• **The problem**: Give back the line below containing "Would you be so kind as to point out the black" and every later line, exactly.

• **Input data**:
^^^^

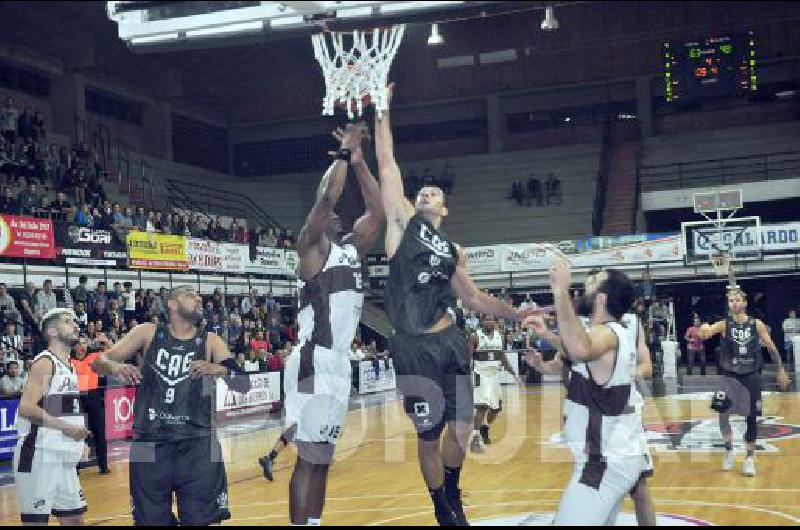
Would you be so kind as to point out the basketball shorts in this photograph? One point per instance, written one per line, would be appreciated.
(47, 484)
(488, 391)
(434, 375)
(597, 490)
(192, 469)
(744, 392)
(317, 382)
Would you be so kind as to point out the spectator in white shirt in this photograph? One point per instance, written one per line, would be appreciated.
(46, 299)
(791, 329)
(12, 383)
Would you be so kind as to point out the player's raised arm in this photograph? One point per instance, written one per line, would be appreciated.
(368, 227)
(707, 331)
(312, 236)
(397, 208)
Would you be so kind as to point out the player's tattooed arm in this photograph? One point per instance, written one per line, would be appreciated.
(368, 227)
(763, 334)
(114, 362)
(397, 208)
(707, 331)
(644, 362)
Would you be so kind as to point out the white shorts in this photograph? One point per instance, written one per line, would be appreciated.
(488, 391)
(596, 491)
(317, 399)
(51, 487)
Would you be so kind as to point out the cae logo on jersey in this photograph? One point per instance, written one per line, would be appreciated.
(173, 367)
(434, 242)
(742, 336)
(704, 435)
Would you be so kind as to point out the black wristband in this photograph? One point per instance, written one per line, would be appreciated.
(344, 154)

^^^^

• **Answer section**:
Would you be so kind as to point out the black wristband in this photograph? One point per instance, written one per line, would be appreciated.
(344, 154)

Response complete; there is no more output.